Lines containing the word "query" are the ones to copy from the records below.

Entries taken from a collection:
**********

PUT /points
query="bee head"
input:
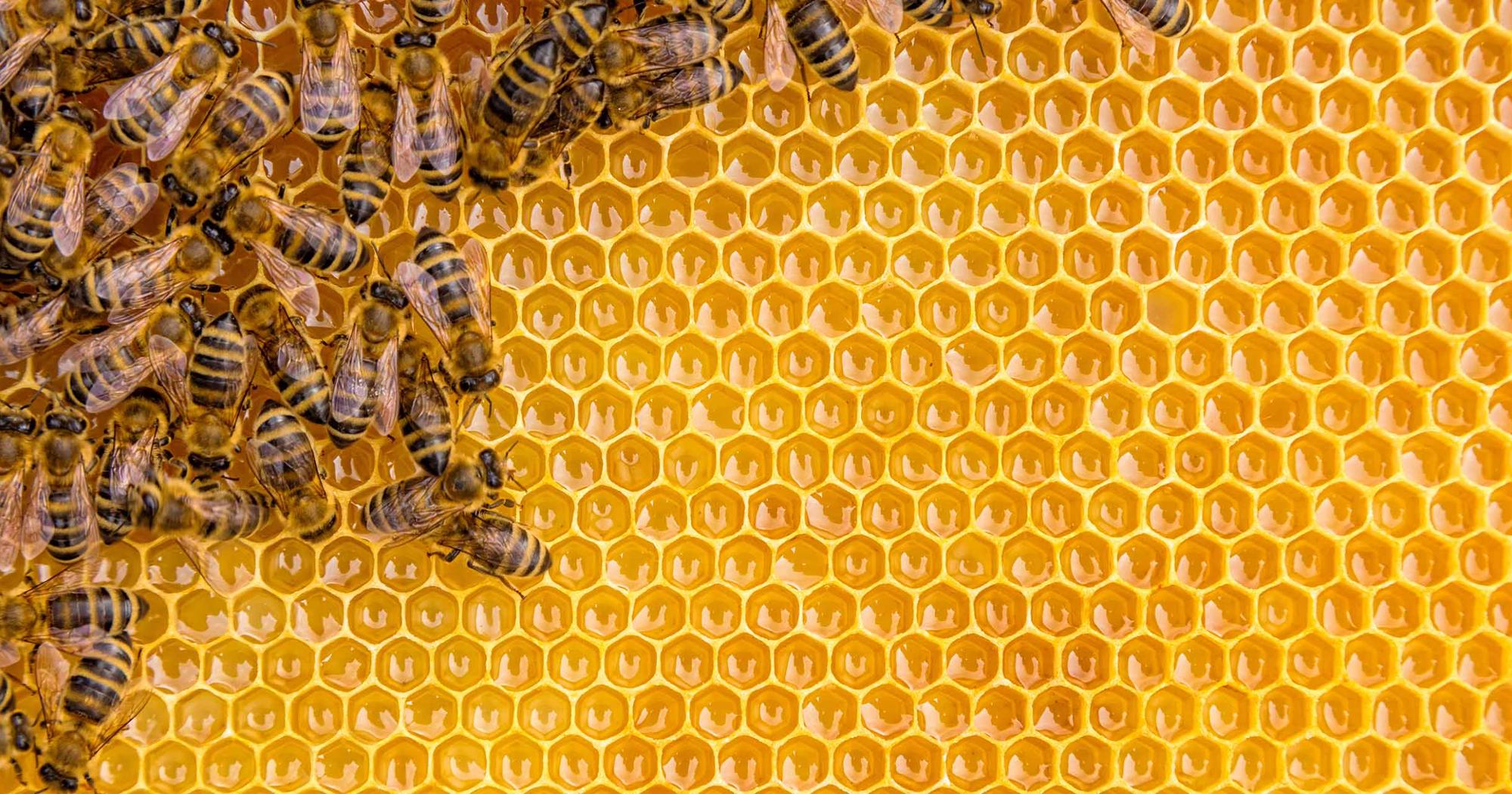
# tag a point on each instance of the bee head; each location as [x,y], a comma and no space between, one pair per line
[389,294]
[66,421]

**********

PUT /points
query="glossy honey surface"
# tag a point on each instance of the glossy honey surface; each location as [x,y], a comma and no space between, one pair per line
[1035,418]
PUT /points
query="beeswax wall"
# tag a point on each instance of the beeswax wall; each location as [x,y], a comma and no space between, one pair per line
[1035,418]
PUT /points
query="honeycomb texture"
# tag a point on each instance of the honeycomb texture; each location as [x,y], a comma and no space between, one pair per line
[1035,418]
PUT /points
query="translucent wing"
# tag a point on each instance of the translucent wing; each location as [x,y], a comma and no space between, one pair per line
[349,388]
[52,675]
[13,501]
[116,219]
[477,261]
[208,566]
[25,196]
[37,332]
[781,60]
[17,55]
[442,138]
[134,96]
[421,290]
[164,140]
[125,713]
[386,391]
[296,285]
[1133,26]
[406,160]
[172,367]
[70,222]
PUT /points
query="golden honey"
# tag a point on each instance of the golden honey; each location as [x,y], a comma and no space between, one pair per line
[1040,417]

**********

» Exercise solution
query="bee head"
query="glossy honey surface"
query="beeswax wall"
query="honeycomb texture"
query="translucent wing"
query="golden honey"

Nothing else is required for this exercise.